* begin *

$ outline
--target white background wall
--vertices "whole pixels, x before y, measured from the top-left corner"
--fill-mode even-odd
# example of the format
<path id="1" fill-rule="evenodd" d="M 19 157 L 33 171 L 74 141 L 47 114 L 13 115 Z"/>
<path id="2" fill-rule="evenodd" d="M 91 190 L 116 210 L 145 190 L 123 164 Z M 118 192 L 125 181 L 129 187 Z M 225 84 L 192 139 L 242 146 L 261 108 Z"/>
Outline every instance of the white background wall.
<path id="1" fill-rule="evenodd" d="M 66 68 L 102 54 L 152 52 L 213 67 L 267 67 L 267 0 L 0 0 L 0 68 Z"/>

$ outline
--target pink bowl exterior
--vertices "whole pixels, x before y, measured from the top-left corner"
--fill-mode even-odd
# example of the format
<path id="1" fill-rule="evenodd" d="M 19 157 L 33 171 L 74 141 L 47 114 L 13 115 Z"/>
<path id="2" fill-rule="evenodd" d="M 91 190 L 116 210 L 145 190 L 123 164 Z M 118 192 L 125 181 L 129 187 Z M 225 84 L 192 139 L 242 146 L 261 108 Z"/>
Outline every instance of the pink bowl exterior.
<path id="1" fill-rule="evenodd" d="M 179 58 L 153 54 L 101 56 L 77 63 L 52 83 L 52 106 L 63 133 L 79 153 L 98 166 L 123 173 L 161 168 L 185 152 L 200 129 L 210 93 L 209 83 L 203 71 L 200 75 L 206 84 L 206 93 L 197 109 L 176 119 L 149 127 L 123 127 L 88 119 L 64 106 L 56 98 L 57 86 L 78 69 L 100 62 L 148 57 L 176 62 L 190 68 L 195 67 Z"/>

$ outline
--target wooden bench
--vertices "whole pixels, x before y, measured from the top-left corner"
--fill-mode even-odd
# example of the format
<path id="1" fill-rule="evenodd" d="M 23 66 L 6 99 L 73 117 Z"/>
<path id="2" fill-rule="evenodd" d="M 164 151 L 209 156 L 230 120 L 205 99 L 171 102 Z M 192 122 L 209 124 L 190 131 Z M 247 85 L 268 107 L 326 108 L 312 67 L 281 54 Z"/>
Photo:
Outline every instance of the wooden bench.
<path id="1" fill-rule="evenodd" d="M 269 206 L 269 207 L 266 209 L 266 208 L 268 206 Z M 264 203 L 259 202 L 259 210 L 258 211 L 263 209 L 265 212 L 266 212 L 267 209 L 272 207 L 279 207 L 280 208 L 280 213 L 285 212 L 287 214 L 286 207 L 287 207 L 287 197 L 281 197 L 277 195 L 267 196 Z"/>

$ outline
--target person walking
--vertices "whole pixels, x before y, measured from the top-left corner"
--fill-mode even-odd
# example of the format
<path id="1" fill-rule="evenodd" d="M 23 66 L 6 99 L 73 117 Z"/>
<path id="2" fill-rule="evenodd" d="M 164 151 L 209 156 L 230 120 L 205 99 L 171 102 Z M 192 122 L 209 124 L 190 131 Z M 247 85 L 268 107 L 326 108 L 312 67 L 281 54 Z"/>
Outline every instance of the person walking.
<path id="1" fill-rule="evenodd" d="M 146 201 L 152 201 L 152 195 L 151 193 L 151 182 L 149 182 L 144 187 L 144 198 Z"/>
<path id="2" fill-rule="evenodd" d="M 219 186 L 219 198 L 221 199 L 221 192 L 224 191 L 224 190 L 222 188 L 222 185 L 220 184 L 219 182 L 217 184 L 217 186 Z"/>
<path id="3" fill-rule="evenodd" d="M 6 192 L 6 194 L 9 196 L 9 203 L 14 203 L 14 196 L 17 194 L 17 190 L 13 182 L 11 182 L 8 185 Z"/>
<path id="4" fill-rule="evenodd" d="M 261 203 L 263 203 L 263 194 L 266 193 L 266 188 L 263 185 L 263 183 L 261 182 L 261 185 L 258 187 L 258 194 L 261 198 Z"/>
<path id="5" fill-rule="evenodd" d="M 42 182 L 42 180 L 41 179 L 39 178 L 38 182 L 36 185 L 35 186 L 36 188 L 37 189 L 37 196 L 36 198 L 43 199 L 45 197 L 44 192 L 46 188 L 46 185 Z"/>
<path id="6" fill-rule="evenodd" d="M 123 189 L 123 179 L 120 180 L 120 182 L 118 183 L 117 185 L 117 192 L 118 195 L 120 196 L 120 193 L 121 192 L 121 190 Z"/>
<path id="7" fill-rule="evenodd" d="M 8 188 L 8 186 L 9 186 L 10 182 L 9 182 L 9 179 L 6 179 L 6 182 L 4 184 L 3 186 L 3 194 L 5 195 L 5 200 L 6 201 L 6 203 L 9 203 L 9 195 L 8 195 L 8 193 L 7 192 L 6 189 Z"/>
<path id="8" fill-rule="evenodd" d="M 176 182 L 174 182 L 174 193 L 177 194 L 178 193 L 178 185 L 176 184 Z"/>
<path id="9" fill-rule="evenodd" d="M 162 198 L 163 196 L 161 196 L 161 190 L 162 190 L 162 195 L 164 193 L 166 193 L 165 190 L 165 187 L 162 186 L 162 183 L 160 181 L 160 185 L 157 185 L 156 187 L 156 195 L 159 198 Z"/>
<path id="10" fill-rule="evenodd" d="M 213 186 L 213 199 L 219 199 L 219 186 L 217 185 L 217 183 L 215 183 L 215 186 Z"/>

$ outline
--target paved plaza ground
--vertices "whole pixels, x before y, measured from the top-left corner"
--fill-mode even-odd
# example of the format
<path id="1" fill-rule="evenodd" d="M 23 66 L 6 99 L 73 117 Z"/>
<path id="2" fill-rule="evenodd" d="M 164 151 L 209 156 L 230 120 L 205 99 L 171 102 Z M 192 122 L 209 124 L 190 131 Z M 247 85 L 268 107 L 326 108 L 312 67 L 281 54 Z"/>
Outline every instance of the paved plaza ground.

* end *

* **GOAL**: Could you give back all of the data above, reproducing each line character for character?

* **RESULT FOR THIS TASK**:
$ outline
--target white background wall
--vertices "whole pixels, x before y, measured from the top-left corner"
--fill-mode even-odd
# example of the format
<path id="1" fill-rule="evenodd" d="M 19 157 L 33 171 L 74 141 L 47 114 L 13 115 Z"/>
<path id="2" fill-rule="evenodd" d="M 91 190 L 116 210 L 145 190 L 123 164 Z M 118 192 L 125 181 L 129 187 Z M 225 84 L 192 139 L 242 146 L 261 108 Z"/>
Outline every instance of the white background wall.
<path id="1" fill-rule="evenodd" d="M 66 68 L 102 54 L 152 52 L 213 67 L 267 67 L 267 0 L 0 0 L 0 68 Z"/>

$ outline
--target pink bowl exterior
--vertices "whole pixels, x before y, measured from the top-left corner"
--fill-mode even-odd
# example of the format
<path id="1" fill-rule="evenodd" d="M 19 157 L 33 171 L 74 141 L 47 114 L 13 115 Z"/>
<path id="2" fill-rule="evenodd" d="M 91 190 L 116 210 L 145 190 L 123 164 Z M 118 192 L 125 181 L 129 187 Z M 225 84 L 192 139 L 242 146 L 261 108 Z"/>
Outline every instance of the pink bowl exterior.
<path id="1" fill-rule="evenodd" d="M 179 58 L 153 54 L 101 56 L 77 63 L 52 83 L 52 106 L 63 133 L 79 153 L 98 166 L 123 173 L 161 168 L 185 152 L 200 129 L 210 93 L 209 83 L 203 71 L 200 75 L 206 84 L 206 93 L 197 109 L 176 119 L 149 127 L 123 127 L 88 119 L 64 106 L 56 98 L 57 86 L 78 69 L 100 62 L 148 57 L 176 62 L 190 68 L 195 67 Z"/>

$ outline
--target wooden bench
--vertices "whole pixels, x before y, measured from the top-left corner"
--fill-mode even-odd
# example of the format
<path id="1" fill-rule="evenodd" d="M 23 66 L 6 99 L 73 117 Z"/>
<path id="2" fill-rule="evenodd" d="M 164 151 L 209 156 L 230 120 L 205 99 L 171 102 Z M 192 122 L 209 124 L 190 131 Z M 247 85 L 268 107 L 326 108 L 312 67 L 281 54 Z"/>
Photo:
Outline every instance of the wooden bench.
<path id="1" fill-rule="evenodd" d="M 269 206 L 269 207 L 266 209 L 266 208 L 268 206 Z M 264 203 L 259 202 L 259 210 L 258 211 L 263 209 L 265 212 L 266 212 L 267 209 L 272 207 L 279 207 L 280 208 L 280 213 L 285 212 L 287 214 L 286 207 L 287 207 L 287 197 L 281 197 L 277 195 L 267 196 Z"/>

$ outline
--target person walking
--vertices "whole pixels, x before y, measured from the top-left corner"
--fill-mode even-odd
# example of the format
<path id="1" fill-rule="evenodd" d="M 23 66 L 6 99 L 73 117 Z"/>
<path id="2" fill-rule="evenodd" d="M 164 151 L 209 156 L 230 120 L 205 99 L 171 102 Z M 192 122 L 209 124 L 190 131 Z M 247 85 L 268 107 L 326 108 L 312 67 L 281 54 Z"/>
Outline every instance of the person walking.
<path id="1" fill-rule="evenodd" d="M 146 201 L 152 201 L 152 195 L 151 193 L 151 182 L 149 182 L 144 187 L 144 198 Z"/>
<path id="2" fill-rule="evenodd" d="M 219 186 L 219 198 L 221 199 L 221 192 L 224 191 L 224 190 L 222 188 L 222 185 L 220 184 L 219 182 L 217 184 L 217 186 Z"/>
<path id="3" fill-rule="evenodd" d="M 6 192 L 6 194 L 9 196 L 9 203 L 14 203 L 14 196 L 17 194 L 17 190 L 13 182 L 11 182 L 8 185 Z"/>
<path id="4" fill-rule="evenodd" d="M 261 203 L 263 203 L 263 194 L 266 193 L 266 188 L 263 185 L 263 183 L 261 182 L 261 185 L 258 187 L 258 194 L 261 198 Z"/>
<path id="5" fill-rule="evenodd" d="M 42 182 L 42 180 L 41 179 L 39 178 L 38 182 L 36 185 L 35 186 L 36 188 L 37 189 L 37 196 L 36 198 L 43 199 L 45 197 L 44 192 L 46 188 L 46 185 Z"/>
<path id="6" fill-rule="evenodd" d="M 123 189 L 123 179 L 120 180 L 120 182 L 118 183 L 117 185 L 117 192 L 118 195 L 120 196 L 120 193 L 121 192 L 121 190 Z"/>
<path id="7" fill-rule="evenodd" d="M 8 188 L 8 186 L 9 186 L 10 182 L 9 182 L 9 179 L 6 179 L 6 182 L 4 184 L 3 186 L 3 194 L 5 195 L 5 200 L 6 201 L 6 203 L 9 203 L 9 195 L 8 195 L 8 193 L 7 192 L 6 189 Z"/>
<path id="8" fill-rule="evenodd" d="M 176 182 L 174 182 L 174 193 L 177 194 L 178 193 L 178 185 L 176 184 Z"/>
<path id="9" fill-rule="evenodd" d="M 162 198 L 163 196 L 161 196 L 161 190 L 162 190 L 162 195 L 164 193 L 166 193 L 165 190 L 165 187 L 162 186 L 162 183 L 160 181 L 160 185 L 157 185 L 156 187 L 156 195 L 159 198 Z"/>
<path id="10" fill-rule="evenodd" d="M 213 186 L 213 199 L 219 199 L 219 186 L 217 185 L 217 183 L 215 183 L 215 186 Z"/>

$ outline
--target paved plaza ground
--vertices "whole pixels, x before y, measured from the top-left corner"
--fill-mode even-odd
# example of the format
<path id="1" fill-rule="evenodd" d="M 23 66 L 6 99 L 73 117 Z"/>
<path id="2" fill-rule="evenodd" d="M 164 151 L 209 156 L 230 120 L 205 99 L 171 102 Z M 192 122 L 209 124 L 190 131 Z M 247 85 L 268 107 L 326 108 L 312 67 L 281 54 Z"/>
Outline every instance of the paved plaza ground.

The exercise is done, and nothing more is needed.